The answer must be an exact copy of every record below.

^^^^

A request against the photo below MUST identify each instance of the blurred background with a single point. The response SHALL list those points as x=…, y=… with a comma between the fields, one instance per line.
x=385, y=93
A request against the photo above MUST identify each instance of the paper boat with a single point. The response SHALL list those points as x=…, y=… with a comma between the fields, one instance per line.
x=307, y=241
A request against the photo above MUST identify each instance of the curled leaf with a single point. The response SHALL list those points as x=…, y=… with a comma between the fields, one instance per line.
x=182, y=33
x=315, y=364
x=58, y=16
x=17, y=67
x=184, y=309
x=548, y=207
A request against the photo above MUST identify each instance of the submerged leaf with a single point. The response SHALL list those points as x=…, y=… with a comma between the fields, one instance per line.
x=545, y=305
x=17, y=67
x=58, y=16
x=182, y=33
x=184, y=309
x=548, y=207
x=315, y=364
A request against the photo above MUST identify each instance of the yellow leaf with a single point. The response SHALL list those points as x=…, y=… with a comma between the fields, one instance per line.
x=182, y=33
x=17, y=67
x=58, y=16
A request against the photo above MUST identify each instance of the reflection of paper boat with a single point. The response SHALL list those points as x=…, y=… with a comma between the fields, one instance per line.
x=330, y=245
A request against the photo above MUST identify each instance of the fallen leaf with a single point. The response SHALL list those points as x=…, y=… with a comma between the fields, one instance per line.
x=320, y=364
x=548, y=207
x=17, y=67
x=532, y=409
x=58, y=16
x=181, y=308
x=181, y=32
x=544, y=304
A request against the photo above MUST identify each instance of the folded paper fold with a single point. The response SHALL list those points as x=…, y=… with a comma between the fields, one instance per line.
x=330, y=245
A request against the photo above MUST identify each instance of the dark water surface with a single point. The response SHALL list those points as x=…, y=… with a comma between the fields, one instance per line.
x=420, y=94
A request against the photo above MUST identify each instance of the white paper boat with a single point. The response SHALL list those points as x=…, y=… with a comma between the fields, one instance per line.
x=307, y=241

^^^^

Answer for this exercise:
A request against the photo below MUST identify each instance of the blurred background with a single point. The response SHALL list those points as x=…, y=… with a comma between the fields, one instance per line.
x=385, y=93
A request against the photo above MUST identify each instance of the paper boat with a single point. The response SHALL list those points as x=…, y=… with a comma between the fields, one instance per line.
x=307, y=241
A request against the photo above MUST identify each instance of the curled leaf with a single point. The response SHALL list those points as x=…, y=… with a comma between the fields, one instance per line.
x=182, y=33
x=315, y=364
x=58, y=16
x=17, y=67
x=184, y=309
x=548, y=207
A request against the photo above MUST identify each instance of the submerged leaf with a single point. The response SHALL list those points as x=…, y=… with a comma between the fields, one instance per line.
x=545, y=305
x=17, y=67
x=58, y=16
x=182, y=33
x=184, y=309
x=548, y=207
x=315, y=364
A request against the photo above MUST identify each instance of the yellow leaf with a single point. The response SHALL list those points as x=…, y=… with a comma between the fields, one instance per line.
x=182, y=33
x=17, y=67
x=58, y=16
A request against the photo above MUST identify each instance of the reflection of paper boat with a single point. The response SHALL list those points as x=…, y=… with a comma between the fields, one instance per line.
x=330, y=245
A request against the photo above MUST identify each instance of the fallen leaf with a single point. The response SHALL list those points as x=…, y=… with a comma between the fields, one instance per line.
x=320, y=364
x=548, y=207
x=17, y=67
x=532, y=409
x=58, y=16
x=181, y=308
x=181, y=32
x=544, y=304
A request against the photo above MUST identify each instance of the folded paper fold with a single point. The response SHALL list those points as x=…, y=… with a comma between the fields, one instance per line.
x=330, y=245
A request against the photo above MUST identify each instance of the dark water surface with a single point. The response SHALL list those points as x=…, y=… with a comma between the fields, one instance per line.
x=420, y=94
A request against the photo above MUST identify each instance of the white paper boat with a single point. The response SHALL list those points as x=…, y=… with a comma between the fields, one instance per line.
x=307, y=241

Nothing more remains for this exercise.